→ Assignment
The listing below must be copied exactly and in full.

→ Records for processing

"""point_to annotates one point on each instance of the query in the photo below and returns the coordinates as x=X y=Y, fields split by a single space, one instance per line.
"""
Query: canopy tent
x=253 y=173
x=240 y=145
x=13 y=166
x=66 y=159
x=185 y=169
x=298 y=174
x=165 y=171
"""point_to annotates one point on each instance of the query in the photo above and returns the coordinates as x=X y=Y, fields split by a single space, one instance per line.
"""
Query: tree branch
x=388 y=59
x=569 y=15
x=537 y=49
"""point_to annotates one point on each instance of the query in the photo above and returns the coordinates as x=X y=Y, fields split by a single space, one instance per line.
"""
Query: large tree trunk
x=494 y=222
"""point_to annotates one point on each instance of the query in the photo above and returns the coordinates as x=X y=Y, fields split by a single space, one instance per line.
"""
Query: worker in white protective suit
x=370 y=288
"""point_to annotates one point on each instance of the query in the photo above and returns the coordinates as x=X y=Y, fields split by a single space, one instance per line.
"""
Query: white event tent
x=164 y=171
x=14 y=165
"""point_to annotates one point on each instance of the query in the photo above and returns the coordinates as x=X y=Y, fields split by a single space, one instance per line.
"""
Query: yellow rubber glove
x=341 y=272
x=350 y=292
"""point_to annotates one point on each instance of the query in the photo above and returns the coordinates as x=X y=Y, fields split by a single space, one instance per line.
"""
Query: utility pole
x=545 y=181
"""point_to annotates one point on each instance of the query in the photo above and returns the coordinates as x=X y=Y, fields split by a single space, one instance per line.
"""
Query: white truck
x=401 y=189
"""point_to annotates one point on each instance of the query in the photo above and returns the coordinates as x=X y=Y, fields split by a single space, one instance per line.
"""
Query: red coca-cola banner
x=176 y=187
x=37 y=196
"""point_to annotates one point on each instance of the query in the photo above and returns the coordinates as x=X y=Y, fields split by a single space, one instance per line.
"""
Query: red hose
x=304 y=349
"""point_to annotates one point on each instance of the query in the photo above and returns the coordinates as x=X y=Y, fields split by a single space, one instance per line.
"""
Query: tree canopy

→ Reply to the exercise
"""point_to annotates one point on each instance of the query in the photo below and returns the coordinates as x=X y=Y, fields split by a single space, one instance per line.
"""
Query: canopy tent
x=253 y=173
x=240 y=145
x=13 y=166
x=66 y=159
x=185 y=169
x=298 y=174
x=165 y=171
"""point_to annotates one point on each instance of the query in the photo above and returns the coordinates as x=X y=Y, fields split by a single space, one instance per line.
"""
Query: tree branch
x=388 y=59
x=569 y=15
x=537 y=49
"""point_to annotates one point on each instance of the query in the photo above and returns the coordinates as x=X y=Y, fields split by a single space, one instance per line.
"""
Query: large tree trunk
x=494 y=222
"""point_to annotates one point on each instance of the query in the photo above and returns the coordinates as x=X y=Y, fields split by a single space, one instance per line.
"""
Query: worker in white protective suit
x=370 y=288
"""point_to annotates one point on each instance of the query in the photo above and returns the coordinates as x=X y=Y, fields split by a single space, one instance per line.
"""
Query: white event tent
x=164 y=171
x=14 y=165
"""point_to annotates one point on each instance of the query in the photo above and returns the coordinates as x=X y=Y, fields split by a single space, one instance per line.
"""
Query: yellow rubber glove
x=341 y=272
x=350 y=292
"""point_to annotates one point on each instance of the query in the photo above and returns the coordinates as x=X y=Y, fields split by a single space, one instance per line.
"""
Query: utility pole
x=545 y=181
"""point_to annotates one point on each instance of the query in the photo above and returns the coordinates as x=X y=Y, fields split by a single space, one instance per line.
"""
Query: white truck
x=401 y=189
"""point_to annotates one point on each instance of the query in the photo above and returns the coordinates as x=X y=Y, fields split by a single space, one instance per line.
"""
Query: red coca-cola banner
x=176 y=187
x=37 y=196
"""point_to annotates one point on each instance of the query in the photo above and returns the coordinates as x=X y=Y, fields split by a single space, one instance per line.
"""
Query: red hose
x=304 y=349
"""point_to annotates one point on each instance of the query in the photo above and returns the coordinates as x=X y=Y, fields split by a single space, one instance per line.
"""
Query: tree canopy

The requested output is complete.